(Exercise instructions)
A – In the oxytocin research text, at which university does Dr. Elizabeth Hammock work?
B – Transcribe the oxytocin research text, starting at "Using mouse models, Dr." and ending at "Social Behavior Development.".

(Text excerpt)
There are a number of clinical studies exploring the potential benefit of oxytocin as a therapy in PWS, particularly with regards to feeding and social behaviors. All of these studies deliver oxytocin intranasally, as a spray in the nose that then crosses the blood-brain barrier to act on oxytocin receptors in the brain — a delivery method that's not necessarily tolerated well by all patients. However, there are also oxytocin receptors in the nose and mouth. They're located on nerves that carry sensory information from the face and mouth to the brain. A new study funded by FPWR is exploring how oxytocin receptors on these neurons may mediate oxytocin's beneficial effects.
Using mouse models, Dr. Elizabeth Hammock at Florida State University is studying how these receptors in the nose and mouth respond to oxytocin, and regulate the oral and facial reflexes that are needed for successful feeding and social behavior. Her newly funded FPWR project is called Neural Mechanisms of Oxytocin-Enhanced Infant Feeding and Social Behavior Development.
The results from this work will help define the mechanisms driving efficacy of oxytocin as a therapy for early feeding difficulties in PWS, as well as for improving social behaviors. Dr. Hammock's team will also investigate how oxytocin therapy may stimulate production of oxytocin in the brain, amplifying the therapeutic effect. These studies may also support the development of a more tolerated, oral form of oxytocin therapy.

Referring expression pointing data
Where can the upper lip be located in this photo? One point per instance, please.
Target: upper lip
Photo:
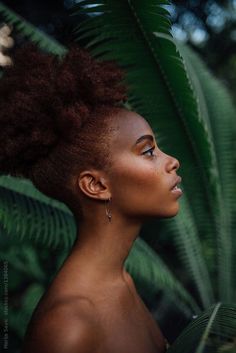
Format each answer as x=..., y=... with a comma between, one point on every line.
x=177, y=181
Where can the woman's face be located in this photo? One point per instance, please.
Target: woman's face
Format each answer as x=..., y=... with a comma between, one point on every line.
x=142, y=177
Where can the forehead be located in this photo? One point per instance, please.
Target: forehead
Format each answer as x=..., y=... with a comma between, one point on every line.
x=129, y=126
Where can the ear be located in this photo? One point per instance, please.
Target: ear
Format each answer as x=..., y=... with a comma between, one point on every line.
x=94, y=184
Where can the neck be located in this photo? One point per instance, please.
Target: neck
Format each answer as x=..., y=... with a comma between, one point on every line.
x=102, y=247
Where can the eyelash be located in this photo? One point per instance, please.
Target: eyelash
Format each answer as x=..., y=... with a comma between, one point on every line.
x=150, y=150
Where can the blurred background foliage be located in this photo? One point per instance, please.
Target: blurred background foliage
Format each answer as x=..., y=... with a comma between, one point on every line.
x=209, y=28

(Answers given)
A – Florida State University.

B –
Using mouse models, Dr. Elizabeth Hammock at Florida State University is studying how these receptors in the nose and mouth respond to oxytocin, and regulate the oral and facial reflexes that are needed for successful feeding and social behavior. Her newly funded FPWR project is called Neural Mechanisms of Oxytocin-Enhanced Infant Feeding and Social Behavior Development.